• _Document section_:

BEGIN

I had to turn Chris Garneau’s Music for Tourists up awfully loud just to get myself to pay attention to it. Trouble was, I then had Music for Tourists turned up awfully loud, and it wasn’t a pleasant experience. Without trying to get into an argument about gender roles, Garneau isn’t exactly writing music for steadfastly hetero dudes…and I’m not even particularly straight.
To explain: Garneau winds his way through Music for Tourists’ thirteen songs in an androgynous half-whisper, half-sob. With the exception of “Relief,” which is a quite lovely mid-tempo piano ballad, the record is unrelentingly mournful, all painted in watercolors with Garneau’s piano leading the way. A melancholic cello moans away in the background. You get the picture. Along the way, Garneau also proffers a de-fanged take on Elliott Smith’s “Between the Bars” that I really could have done without.
I don’t like Damien Rice, so I’ll skip comparing him to Garneau, but I’d like to compare Music for Tourists to another record steeped in sadness: Eels’ 1998 album Electro-Shock Blues, released after a tremendous amount of personal tragedy befell band leader E. Based on subject matter alone, Electro-Shock Blues could easily have mirrored the plodding melodrama of Music for Tourists, but it didn’t. Sure, there were a few depressing piano dirges, but sprinkled among them were the kinetic “Cancer for the Cure,” the poppy “Last Stop: This Town,” and the shimmery “The Medication is Wearing Off.” With the exception of “Relief” (titled appropriately enough), there’s no respite here, and thus: no thanks.

END

• _Records shown_:
BEGIN

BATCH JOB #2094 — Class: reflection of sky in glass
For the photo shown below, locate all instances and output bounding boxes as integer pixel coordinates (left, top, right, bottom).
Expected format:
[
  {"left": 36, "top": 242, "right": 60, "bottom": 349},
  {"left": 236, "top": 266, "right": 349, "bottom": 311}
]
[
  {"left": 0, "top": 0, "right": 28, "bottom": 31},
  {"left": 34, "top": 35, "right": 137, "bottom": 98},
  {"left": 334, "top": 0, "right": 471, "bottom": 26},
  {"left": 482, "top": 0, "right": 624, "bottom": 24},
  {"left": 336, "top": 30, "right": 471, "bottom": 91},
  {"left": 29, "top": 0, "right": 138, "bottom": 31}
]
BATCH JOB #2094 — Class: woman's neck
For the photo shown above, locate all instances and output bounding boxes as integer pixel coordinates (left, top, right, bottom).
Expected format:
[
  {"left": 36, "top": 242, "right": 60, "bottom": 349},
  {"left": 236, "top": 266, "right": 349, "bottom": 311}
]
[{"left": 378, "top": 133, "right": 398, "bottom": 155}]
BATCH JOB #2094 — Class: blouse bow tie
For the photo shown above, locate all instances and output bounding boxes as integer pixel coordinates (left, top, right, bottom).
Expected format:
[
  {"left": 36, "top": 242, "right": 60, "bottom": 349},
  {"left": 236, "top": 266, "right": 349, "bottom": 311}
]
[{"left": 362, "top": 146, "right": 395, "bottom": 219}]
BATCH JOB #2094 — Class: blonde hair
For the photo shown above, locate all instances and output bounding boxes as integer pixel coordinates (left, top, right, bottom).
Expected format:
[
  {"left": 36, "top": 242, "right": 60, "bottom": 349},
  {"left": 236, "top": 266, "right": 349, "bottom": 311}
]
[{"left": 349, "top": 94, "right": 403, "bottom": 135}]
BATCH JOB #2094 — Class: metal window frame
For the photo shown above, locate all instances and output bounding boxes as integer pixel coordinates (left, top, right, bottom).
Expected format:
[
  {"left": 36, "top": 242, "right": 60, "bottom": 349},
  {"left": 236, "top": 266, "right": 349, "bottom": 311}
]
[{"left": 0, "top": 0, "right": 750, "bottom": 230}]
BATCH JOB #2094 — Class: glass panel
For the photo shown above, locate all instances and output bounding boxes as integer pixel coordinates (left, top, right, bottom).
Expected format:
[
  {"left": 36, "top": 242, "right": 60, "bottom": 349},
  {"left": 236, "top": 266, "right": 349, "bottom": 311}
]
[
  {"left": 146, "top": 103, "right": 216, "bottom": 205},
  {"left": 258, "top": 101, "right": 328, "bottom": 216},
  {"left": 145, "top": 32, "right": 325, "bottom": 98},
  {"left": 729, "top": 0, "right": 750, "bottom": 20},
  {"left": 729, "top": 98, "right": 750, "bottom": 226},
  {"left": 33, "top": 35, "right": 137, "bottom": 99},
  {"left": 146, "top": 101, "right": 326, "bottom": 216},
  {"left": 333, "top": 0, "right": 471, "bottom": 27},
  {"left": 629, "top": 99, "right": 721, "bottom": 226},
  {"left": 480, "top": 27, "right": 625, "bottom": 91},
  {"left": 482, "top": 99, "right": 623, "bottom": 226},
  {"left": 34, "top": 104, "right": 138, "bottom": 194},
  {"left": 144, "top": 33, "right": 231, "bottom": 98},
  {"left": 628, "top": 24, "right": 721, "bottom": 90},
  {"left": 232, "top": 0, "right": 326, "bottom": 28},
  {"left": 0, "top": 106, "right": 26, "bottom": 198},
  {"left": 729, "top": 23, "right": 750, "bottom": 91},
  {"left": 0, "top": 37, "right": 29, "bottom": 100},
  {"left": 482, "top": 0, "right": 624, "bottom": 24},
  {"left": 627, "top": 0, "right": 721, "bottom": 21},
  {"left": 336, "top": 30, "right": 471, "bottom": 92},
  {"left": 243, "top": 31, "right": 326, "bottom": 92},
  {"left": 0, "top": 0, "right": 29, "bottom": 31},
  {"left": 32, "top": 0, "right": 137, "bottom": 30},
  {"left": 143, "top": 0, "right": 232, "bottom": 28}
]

END

• _About this exercise_:
Copy word for word the stretch of the Music for Tourists review from "To explain: Garneau" through "have done without.".

• _Answer_:
To explain: Garneau winds his way through Music for Tourists’ thirteen songs in an androgynous half-whisper, half-sob. With the exception of “Relief,” which is a quite lovely mid-tempo piano ballad, the record is unrelentingly mournful, all painted in watercolors with Garneau’s piano leading the way. A melancholic cello moans away in the background. You get the picture. Along the way, Garneau also proffers a de-fanged take on Elliott Smith’s “Between the Bars” that I really could have done without.